**DOCUMENT SECTION:**
════════
Synopses & Reviews
The last novel written before its author's death in 1993, Kangaroo Notebook marries magic realism to social satire. The result is a vision of contemporary Japanese society that manages to be simultaneously fearful and jarringly funny.
When Kobo Abe's gentle, self-effacing narrator contracts a disorder that turns him into a living vegetable patch, he becomes the victim of forces that alternately torture him, fuss over him, and neglect him. In due course he is plunged -- via a self-propelled hospital bed -- into a hell inhabited both by officious child demons and a sexy, bloodthirsty nurse who hopes to collect the "Miss Dracula" medal. Only Japan's most eminent novelist could have assembled these grotesqueries into a work that is not just coherent but funny, touching, and imbued with unexpected meaning.
════════
**DATA FOR REVIEW:**
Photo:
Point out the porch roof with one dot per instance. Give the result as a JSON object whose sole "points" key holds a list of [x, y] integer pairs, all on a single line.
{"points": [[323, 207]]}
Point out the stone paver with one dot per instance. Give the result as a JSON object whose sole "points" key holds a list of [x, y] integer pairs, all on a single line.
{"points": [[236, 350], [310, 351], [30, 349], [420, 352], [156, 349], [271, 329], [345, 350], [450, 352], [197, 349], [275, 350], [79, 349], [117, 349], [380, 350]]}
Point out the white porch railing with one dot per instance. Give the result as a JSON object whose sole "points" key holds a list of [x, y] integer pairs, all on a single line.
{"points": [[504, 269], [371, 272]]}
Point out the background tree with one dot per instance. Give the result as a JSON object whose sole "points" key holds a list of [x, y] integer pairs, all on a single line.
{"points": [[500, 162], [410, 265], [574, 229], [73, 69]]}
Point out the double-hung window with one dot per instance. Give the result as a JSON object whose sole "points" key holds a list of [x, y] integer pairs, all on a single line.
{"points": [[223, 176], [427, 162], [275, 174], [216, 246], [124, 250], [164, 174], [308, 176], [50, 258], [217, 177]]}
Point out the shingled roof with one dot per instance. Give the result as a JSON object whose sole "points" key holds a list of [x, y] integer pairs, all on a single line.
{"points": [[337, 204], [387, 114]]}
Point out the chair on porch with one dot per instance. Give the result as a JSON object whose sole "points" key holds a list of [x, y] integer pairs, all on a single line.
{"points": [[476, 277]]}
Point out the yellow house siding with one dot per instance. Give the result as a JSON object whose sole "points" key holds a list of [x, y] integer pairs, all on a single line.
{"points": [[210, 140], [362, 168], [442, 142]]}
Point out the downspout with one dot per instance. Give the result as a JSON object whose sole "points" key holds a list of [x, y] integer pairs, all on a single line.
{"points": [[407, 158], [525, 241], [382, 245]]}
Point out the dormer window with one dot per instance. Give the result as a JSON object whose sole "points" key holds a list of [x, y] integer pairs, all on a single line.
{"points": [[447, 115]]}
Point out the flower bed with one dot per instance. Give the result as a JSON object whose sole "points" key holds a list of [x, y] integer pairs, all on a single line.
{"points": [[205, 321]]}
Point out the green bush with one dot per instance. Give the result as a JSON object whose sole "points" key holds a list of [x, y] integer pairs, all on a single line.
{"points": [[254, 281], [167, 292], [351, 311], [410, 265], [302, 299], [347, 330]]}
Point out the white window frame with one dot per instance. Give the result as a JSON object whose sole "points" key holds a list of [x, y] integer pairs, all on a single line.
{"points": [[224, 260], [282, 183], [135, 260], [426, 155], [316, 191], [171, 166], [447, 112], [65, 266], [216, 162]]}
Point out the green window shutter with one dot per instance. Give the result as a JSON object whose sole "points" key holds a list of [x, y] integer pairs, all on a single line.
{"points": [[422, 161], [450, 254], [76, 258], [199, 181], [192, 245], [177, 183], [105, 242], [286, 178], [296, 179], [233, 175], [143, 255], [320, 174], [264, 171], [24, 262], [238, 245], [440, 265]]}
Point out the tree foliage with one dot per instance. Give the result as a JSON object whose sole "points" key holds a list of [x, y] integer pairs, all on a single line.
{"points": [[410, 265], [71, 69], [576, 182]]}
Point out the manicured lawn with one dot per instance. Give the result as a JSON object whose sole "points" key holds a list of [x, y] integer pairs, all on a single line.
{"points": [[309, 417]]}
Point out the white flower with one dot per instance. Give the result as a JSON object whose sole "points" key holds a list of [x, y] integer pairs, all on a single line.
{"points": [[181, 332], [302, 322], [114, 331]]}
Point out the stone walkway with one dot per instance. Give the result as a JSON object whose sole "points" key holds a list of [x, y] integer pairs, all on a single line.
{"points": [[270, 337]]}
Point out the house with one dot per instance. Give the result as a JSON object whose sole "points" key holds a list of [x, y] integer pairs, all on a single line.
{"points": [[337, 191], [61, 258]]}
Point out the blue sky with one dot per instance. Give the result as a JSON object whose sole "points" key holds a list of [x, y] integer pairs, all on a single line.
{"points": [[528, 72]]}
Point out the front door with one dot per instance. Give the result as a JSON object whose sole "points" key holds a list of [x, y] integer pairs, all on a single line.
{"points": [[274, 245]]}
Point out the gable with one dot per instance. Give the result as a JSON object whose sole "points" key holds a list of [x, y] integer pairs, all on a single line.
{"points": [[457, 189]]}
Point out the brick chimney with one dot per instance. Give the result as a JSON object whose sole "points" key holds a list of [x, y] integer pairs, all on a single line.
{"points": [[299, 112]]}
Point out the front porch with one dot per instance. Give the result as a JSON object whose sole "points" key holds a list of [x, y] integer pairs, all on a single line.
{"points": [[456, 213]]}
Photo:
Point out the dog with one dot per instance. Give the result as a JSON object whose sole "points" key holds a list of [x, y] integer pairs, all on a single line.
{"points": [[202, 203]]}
════════
**EXERCISES:**
1. From the final sentence of the Kangaroo Notebook synopsis, list every quality the work is said to have.
2. Rewrite the paragraph of the Kangaroo Notebook synopsis that begins "When Kobo Abe's gentle, self-effacing narrator" as a short bulleted list that keeps its main facts.
3. Carry on the Kangaroo Notebook synopsis from where it stops.

**ACTIVITY ANSWERS:**
1.
- coherent
- funny
- touching
- imbued with unexpected meaning

2.
- Kobo Abe's gentle, self-effacing narrator contracts a disorder that turns him into a living vegetable patch.
- He becomes the victim of forces that alternately torture him, fuss over him, and neglect him.
- A self-propelled hospital bed plunges him into a hell.
- That hell is inhabited by officious child demons and a sexy, bloodthirsty nurse who hopes to collect the "Miss Dracula" medal.
- Only Japan's most eminent novelist could have assembled these grotesqueries into a work that is coherent, funny, touching, and imbued with unexpected meaning.

3.
Synopsis
In the last novel written before his death in 1993, one of Japan's most distinguished novelists proffered a surreal vision of Japanese society that manages to be simultaneously fearful and jarringly funny. The narrator of Kangaroo Notebook wakes on morning to discover that his legs are growing radish sprouts, an ailment that repulses his doctor but provides the patient with the unusual ability to snack on himself. In short order, Kobo Abe's unraveling protagonist finds himself hurtling in a hospital bed to the very shores of hell. Abe has assembled a cast of oddities into a coherent novel, one imbued with unexpected meaning. Translated from the Japanese by Maryellen Toman Mori.